(Entries on locating named things)
— begin —

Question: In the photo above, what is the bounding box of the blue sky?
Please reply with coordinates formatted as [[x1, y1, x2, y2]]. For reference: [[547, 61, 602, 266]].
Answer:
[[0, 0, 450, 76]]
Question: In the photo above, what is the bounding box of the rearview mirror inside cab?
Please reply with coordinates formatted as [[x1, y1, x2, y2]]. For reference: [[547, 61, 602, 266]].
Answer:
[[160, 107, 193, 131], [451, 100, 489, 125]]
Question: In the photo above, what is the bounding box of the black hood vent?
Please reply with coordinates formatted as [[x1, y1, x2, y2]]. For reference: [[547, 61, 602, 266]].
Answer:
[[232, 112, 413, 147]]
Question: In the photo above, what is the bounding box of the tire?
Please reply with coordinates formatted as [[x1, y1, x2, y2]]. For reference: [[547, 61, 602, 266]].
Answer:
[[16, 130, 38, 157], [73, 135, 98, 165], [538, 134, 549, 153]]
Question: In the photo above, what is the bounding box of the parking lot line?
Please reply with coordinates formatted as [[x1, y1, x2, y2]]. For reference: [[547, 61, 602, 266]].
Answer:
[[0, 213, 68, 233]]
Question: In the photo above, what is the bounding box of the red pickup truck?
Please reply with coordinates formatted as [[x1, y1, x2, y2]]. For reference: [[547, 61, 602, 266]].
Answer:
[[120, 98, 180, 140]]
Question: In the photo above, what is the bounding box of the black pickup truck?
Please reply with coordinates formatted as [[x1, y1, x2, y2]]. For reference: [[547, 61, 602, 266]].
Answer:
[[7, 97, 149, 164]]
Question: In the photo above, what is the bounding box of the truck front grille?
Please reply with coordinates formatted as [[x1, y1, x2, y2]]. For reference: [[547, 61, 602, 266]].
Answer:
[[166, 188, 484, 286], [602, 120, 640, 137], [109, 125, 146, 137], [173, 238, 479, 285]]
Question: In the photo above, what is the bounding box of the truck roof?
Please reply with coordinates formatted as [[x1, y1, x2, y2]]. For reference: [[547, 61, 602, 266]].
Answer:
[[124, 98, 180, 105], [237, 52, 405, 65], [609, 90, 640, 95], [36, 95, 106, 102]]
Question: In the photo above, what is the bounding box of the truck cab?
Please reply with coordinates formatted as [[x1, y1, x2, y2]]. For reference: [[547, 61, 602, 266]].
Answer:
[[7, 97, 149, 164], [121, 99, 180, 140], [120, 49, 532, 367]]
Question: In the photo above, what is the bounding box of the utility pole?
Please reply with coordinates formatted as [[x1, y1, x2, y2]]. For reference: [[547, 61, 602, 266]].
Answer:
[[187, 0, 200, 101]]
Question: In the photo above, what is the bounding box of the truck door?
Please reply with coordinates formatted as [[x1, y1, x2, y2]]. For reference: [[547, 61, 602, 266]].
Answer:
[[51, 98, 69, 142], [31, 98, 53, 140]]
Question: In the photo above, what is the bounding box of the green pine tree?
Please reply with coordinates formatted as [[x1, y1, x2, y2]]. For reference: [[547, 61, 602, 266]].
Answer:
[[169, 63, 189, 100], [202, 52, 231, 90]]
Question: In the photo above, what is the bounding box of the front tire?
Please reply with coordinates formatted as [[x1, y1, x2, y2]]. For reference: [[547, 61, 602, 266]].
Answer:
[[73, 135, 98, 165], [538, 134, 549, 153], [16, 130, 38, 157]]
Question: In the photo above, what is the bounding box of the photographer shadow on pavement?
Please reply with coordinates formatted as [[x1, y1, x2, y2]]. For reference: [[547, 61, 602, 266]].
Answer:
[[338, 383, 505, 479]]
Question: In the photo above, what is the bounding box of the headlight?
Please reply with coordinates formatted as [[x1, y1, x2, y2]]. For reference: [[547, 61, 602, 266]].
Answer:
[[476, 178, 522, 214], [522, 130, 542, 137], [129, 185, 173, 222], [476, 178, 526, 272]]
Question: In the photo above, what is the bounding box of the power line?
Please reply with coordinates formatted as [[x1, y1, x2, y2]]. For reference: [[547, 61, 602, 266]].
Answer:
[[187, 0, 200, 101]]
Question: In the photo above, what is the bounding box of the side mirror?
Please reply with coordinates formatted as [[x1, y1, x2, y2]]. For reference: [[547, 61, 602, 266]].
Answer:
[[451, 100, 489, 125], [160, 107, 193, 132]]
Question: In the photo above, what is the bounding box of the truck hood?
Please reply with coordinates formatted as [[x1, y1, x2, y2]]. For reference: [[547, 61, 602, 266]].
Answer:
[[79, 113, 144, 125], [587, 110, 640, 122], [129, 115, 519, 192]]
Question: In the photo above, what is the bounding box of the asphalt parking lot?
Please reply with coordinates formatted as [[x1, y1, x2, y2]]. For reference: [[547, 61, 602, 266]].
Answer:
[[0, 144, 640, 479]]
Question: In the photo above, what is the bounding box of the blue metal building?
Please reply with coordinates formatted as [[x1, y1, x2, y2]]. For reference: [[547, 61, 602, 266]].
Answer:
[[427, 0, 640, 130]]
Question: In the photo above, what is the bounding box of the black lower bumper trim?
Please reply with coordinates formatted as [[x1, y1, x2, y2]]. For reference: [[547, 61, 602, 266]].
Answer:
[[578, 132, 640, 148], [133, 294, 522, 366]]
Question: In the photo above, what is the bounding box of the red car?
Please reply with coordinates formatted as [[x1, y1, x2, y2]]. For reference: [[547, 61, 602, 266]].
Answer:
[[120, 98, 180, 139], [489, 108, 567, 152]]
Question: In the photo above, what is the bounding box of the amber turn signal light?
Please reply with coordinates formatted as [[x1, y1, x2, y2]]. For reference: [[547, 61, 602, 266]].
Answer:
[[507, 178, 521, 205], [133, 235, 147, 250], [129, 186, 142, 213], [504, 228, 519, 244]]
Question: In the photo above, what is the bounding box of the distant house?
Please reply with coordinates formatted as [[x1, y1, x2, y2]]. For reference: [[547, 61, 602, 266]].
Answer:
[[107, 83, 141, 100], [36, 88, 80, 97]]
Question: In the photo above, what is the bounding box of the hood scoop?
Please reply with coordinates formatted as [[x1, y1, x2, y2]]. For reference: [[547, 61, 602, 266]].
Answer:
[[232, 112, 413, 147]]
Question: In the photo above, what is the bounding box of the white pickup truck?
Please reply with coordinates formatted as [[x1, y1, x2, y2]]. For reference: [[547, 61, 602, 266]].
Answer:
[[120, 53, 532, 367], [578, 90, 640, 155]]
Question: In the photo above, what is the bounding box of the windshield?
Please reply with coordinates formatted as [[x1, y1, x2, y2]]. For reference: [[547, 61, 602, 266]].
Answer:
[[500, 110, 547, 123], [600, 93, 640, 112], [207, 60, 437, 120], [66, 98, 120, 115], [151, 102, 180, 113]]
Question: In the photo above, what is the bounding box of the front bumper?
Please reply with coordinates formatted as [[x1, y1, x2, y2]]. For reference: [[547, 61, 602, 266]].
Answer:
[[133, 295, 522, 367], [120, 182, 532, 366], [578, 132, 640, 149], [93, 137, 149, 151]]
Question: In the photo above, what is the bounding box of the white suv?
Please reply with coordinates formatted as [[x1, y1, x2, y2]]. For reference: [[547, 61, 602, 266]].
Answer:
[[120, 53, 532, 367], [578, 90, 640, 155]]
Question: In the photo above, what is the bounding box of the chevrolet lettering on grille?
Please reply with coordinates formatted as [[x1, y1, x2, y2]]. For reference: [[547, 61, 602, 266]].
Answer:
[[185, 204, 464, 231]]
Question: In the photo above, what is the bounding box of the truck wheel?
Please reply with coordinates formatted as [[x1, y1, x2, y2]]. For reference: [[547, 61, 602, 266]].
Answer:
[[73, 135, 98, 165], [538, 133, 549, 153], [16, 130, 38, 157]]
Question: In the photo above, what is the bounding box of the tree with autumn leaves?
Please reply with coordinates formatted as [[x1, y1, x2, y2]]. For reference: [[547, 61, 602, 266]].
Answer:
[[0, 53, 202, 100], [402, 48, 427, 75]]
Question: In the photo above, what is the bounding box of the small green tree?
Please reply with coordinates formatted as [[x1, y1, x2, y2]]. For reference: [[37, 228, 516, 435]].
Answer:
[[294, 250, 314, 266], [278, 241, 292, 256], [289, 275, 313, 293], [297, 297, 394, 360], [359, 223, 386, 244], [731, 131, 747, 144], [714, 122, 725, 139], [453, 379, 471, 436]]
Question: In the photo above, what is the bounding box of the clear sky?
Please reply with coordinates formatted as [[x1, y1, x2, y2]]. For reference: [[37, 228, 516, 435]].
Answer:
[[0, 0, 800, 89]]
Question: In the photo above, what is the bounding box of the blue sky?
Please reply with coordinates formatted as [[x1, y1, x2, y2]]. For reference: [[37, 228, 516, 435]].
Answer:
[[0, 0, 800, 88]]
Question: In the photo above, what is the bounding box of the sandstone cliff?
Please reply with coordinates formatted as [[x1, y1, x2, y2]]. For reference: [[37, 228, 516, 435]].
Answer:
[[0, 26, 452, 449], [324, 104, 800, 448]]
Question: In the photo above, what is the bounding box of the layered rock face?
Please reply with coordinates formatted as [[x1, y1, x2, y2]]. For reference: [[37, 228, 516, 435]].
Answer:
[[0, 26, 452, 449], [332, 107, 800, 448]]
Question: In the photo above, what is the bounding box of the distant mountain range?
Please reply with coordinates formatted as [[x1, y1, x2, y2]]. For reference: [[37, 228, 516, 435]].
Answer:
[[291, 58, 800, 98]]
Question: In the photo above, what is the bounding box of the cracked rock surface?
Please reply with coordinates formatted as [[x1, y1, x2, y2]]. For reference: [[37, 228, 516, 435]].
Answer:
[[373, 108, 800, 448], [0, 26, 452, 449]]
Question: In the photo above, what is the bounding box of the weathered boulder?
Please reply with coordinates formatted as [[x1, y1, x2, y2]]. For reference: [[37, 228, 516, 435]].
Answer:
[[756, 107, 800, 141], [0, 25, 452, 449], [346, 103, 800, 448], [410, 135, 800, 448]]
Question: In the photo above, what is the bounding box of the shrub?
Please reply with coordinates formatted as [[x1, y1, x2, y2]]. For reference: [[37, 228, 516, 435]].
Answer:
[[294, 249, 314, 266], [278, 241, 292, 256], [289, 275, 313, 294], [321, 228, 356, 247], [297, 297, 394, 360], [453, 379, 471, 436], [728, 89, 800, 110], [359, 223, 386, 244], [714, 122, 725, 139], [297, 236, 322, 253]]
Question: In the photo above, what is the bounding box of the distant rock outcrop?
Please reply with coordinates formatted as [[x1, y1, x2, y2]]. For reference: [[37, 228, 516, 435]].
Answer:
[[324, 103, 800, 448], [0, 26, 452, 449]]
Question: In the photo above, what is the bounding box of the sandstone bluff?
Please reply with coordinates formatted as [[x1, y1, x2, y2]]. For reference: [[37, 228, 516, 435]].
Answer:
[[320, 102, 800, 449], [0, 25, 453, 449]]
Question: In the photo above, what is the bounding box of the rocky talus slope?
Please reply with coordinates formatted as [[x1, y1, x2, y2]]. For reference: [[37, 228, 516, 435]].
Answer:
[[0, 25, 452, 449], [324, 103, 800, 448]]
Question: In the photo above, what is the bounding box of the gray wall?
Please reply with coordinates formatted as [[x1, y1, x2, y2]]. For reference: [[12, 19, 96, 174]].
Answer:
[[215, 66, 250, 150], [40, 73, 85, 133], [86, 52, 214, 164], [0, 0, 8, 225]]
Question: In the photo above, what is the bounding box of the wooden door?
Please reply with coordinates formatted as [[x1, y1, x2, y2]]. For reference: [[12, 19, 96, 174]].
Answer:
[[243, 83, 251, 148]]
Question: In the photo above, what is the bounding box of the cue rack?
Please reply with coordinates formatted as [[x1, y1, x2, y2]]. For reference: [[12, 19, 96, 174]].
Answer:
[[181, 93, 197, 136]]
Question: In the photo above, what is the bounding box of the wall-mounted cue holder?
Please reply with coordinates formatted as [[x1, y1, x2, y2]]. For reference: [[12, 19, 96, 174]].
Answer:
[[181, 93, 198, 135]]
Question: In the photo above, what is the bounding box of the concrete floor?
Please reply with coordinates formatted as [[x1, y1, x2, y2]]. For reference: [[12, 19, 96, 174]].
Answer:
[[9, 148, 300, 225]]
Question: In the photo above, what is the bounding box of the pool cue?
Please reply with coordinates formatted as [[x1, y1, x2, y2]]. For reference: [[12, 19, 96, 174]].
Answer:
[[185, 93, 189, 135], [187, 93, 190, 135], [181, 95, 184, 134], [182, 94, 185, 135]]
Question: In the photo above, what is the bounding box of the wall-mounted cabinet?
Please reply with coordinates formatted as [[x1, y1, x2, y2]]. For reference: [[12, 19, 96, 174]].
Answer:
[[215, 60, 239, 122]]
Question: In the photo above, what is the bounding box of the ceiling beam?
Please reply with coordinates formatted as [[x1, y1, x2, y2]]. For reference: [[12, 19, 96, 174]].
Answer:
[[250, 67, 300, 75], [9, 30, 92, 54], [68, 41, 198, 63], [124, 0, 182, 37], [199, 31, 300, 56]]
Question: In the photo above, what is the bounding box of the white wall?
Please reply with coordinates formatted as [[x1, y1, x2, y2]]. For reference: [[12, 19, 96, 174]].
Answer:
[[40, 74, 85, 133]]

— end —

[Given exercise]: Starting with the line containing "the red car?" and going on through the line containing "[[120, 98, 180, 139], [489, 108, 567, 152]]", swap "red car" for "silver sedan" and write those lines out again with everything else unchanged.

[Response]:
Question: In the photo above, what is the bounding box of the silver sedan?
Please reply with coordinates formatted as [[x1, y1, x2, y2]]. For reference: [[547, 61, 602, 266]].
Answer:
[[120, 98, 180, 139], [489, 108, 567, 152]]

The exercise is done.